↓↓↓

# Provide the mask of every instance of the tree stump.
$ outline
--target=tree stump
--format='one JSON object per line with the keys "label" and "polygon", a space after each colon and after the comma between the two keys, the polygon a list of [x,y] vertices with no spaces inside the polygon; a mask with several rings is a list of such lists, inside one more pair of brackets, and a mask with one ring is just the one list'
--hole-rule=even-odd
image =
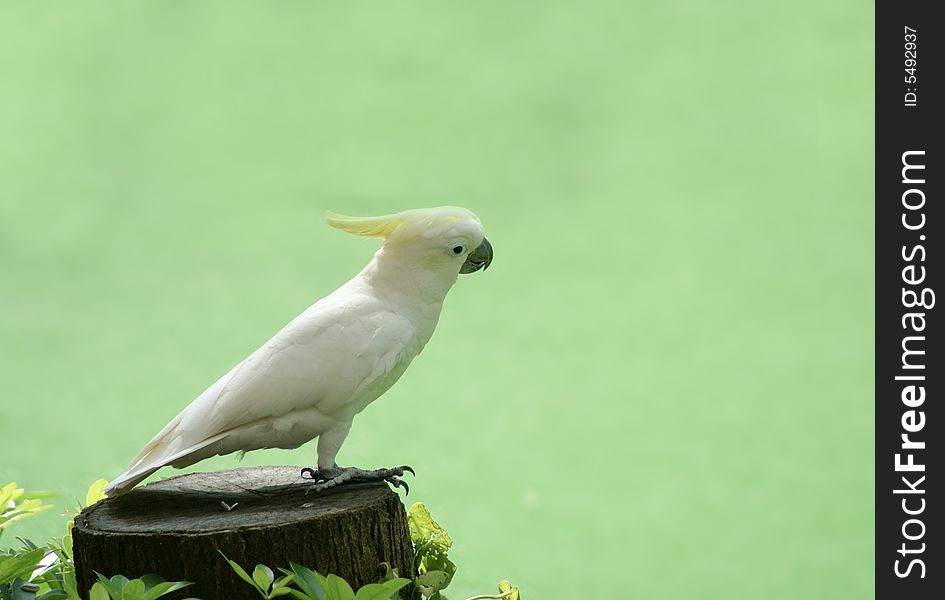
{"label": "tree stump", "polygon": [[[300,467],[251,467],[165,479],[83,510],[73,548],[80,593],[95,572],[156,573],[192,581],[180,597],[258,598],[220,552],[249,573],[289,561],[335,573],[354,589],[388,562],[412,577],[407,516],[386,483],[346,484],[306,495]],[[232,507],[227,510],[226,506]]]}

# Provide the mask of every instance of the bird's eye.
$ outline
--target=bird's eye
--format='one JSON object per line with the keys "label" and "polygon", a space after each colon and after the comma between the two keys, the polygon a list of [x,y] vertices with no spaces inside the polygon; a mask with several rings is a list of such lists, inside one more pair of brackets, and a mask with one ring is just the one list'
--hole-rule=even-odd
{"label": "bird's eye", "polygon": [[453,254],[455,254],[455,255],[457,255],[457,256],[459,256],[460,254],[462,254],[462,253],[465,252],[465,251],[466,251],[466,246],[464,246],[464,245],[462,245],[462,244],[453,244],[453,245],[450,247],[450,252],[452,252]]}

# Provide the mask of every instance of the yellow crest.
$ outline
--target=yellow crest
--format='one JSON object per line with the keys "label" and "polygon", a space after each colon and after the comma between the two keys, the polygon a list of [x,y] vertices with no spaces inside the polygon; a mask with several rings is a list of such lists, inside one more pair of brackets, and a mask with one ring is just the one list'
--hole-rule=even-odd
{"label": "yellow crest", "polygon": [[385,239],[405,239],[419,235],[424,231],[439,230],[443,226],[455,224],[457,221],[472,220],[479,222],[476,215],[458,206],[415,208],[379,217],[349,217],[328,212],[326,220],[335,229],[347,231],[354,235]]}

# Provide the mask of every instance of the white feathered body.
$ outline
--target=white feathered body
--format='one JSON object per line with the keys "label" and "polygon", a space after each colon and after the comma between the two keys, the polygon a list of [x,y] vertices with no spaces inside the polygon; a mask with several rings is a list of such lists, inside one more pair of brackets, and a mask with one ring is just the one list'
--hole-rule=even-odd
{"label": "white feathered body", "polygon": [[339,429],[343,440],[354,416],[400,378],[430,339],[456,276],[400,267],[385,260],[382,248],[361,273],[200,394],[106,492],[124,492],[165,465],[297,448]]}

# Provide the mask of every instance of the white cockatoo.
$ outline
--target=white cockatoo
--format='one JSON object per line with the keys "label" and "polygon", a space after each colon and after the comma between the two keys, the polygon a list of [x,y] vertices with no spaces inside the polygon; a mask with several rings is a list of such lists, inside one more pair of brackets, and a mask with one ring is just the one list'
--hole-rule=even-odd
{"label": "white cockatoo", "polygon": [[354,416],[386,392],[433,335],[460,273],[485,269],[492,246],[464,208],[381,217],[328,214],[328,224],[382,238],[353,279],[322,298],[233,367],[162,429],[105,489],[127,492],[163,466],[259,448],[298,448],[318,438],[318,491],[387,480],[409,467],[341,468],[335,456]]}

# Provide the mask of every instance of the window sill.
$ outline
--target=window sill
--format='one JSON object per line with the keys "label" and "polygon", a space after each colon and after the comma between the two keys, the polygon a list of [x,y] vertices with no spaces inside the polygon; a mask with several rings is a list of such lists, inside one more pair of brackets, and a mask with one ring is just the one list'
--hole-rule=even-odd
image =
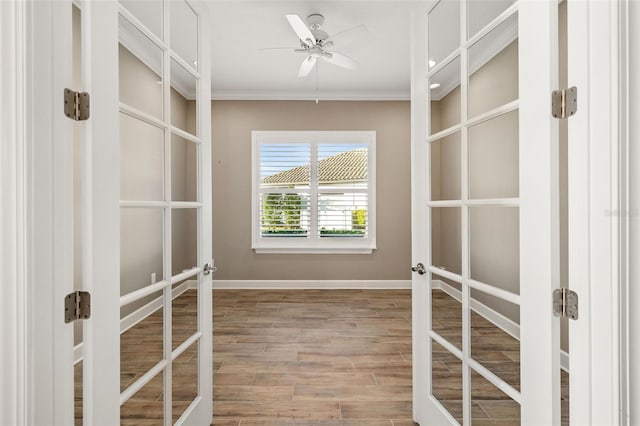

↑↑↑

• Task directions: Could you copy each line from the listing that has the word "instance" in it?

• Solution for this exercise:
# Provide the mask of every instance of the tree stump.
# Provide the mask of every instance of the bird's eye.
# Provide the mask of every instance of the yellow crest.
# Provide the mask of every instance of the white feathered body.
# Provide the mask of every instance of the white cockatoo.
# Provide the mask of every instance of the window sill.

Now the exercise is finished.